Dataset entries:
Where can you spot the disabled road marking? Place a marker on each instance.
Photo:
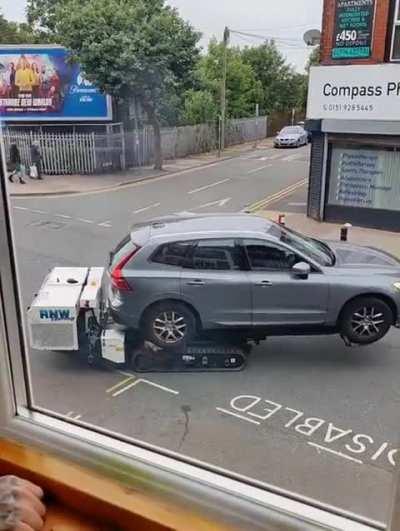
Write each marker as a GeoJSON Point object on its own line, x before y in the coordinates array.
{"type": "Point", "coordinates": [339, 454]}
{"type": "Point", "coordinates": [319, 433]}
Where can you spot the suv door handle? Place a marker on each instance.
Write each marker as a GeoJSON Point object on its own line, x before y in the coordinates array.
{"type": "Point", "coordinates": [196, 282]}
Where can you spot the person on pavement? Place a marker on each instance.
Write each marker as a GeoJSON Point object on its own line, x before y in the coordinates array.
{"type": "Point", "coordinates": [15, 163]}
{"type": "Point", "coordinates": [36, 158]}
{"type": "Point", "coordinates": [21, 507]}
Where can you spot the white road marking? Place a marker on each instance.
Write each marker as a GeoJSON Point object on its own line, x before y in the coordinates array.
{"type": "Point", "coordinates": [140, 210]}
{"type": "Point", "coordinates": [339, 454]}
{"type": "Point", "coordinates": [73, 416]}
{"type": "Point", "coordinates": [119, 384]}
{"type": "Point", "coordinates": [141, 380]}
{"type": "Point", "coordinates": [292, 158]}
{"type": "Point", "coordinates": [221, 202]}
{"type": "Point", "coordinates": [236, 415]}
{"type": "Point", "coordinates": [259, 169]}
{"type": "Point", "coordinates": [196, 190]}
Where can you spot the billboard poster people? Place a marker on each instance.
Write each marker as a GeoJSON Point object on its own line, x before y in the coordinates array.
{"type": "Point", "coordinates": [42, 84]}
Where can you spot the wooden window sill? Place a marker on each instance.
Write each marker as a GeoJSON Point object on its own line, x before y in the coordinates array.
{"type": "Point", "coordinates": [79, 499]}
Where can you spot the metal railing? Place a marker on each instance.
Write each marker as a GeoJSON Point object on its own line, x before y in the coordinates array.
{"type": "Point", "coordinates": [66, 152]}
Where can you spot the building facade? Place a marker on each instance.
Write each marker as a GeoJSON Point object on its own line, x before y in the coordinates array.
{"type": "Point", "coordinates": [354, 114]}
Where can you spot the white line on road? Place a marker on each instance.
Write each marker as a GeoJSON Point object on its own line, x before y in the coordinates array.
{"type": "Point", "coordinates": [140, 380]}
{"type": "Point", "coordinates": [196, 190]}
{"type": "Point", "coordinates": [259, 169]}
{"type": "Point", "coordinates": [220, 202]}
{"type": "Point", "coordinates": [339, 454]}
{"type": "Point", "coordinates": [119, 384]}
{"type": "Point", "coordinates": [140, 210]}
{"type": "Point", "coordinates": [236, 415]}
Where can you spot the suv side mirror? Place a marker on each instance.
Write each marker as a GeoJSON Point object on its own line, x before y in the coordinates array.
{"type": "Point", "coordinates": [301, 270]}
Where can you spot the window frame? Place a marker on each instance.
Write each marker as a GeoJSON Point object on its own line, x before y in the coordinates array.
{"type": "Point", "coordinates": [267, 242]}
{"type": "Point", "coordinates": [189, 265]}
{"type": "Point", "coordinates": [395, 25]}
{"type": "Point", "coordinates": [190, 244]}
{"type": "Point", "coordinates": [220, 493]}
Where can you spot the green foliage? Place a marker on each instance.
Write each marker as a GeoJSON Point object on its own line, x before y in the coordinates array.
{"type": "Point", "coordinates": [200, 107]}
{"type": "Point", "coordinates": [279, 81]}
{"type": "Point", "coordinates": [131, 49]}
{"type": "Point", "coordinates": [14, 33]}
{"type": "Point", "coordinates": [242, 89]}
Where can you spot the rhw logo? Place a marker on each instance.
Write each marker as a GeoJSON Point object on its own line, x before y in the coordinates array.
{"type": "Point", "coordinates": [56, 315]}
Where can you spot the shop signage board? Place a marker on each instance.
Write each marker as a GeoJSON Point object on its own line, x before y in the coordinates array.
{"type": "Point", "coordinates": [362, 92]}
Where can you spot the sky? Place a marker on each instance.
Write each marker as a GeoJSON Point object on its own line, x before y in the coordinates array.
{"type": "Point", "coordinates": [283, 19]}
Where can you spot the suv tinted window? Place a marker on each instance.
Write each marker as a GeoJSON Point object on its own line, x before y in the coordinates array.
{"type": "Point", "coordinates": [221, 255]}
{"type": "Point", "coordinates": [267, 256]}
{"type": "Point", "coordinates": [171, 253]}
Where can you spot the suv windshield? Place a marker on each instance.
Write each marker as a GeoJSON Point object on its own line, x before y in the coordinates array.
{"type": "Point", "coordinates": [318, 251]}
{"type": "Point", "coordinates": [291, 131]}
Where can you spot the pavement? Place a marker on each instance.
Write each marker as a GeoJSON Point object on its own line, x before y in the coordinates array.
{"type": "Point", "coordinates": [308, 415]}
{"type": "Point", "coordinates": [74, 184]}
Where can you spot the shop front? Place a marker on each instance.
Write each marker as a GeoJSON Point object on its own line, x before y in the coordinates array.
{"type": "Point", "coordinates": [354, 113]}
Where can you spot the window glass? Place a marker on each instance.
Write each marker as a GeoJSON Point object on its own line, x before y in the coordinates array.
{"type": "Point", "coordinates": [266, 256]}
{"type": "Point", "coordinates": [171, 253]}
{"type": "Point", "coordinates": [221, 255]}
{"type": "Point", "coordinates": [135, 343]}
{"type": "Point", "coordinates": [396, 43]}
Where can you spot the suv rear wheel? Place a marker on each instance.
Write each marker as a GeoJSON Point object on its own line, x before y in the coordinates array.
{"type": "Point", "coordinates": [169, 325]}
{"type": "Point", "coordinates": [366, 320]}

-- To do --
Each line from the first line of the data above through the one containing "Where can you spot the white road" must be set down exactly; the pictures must not be.

-- Written reply --
Where can you spot the disabled road marking? Place a marker on each instance.
Photo:
Write each marker as a GeoJSON Point object on its own line, x before y in the coordinates array.
{"type": "Point", "coordinates": [339, 454]}
{"type": "Point", "coordinates": [319, 433]}
Where can you spot the suv door handle? Place a marker on each instance.
Write each marker as a GeoJSON Point object on its own line, x before y in the coordinates array.
{"type": "Point", "coordinates": [196, 282]}
Where can you spot the person on pavement? Place a marker on each instance.
Write each marker as a GeoJSON Point object on its own line, x before y in the coordinates array.
{"type": "Point", "coordinates": [15, 163]}
{"type": "Point", "coordinates": [36, 158]}
{"type": "Point", "coordinates": [21, 507]}
Where can you spot the white road marking? Place a marker on each instance.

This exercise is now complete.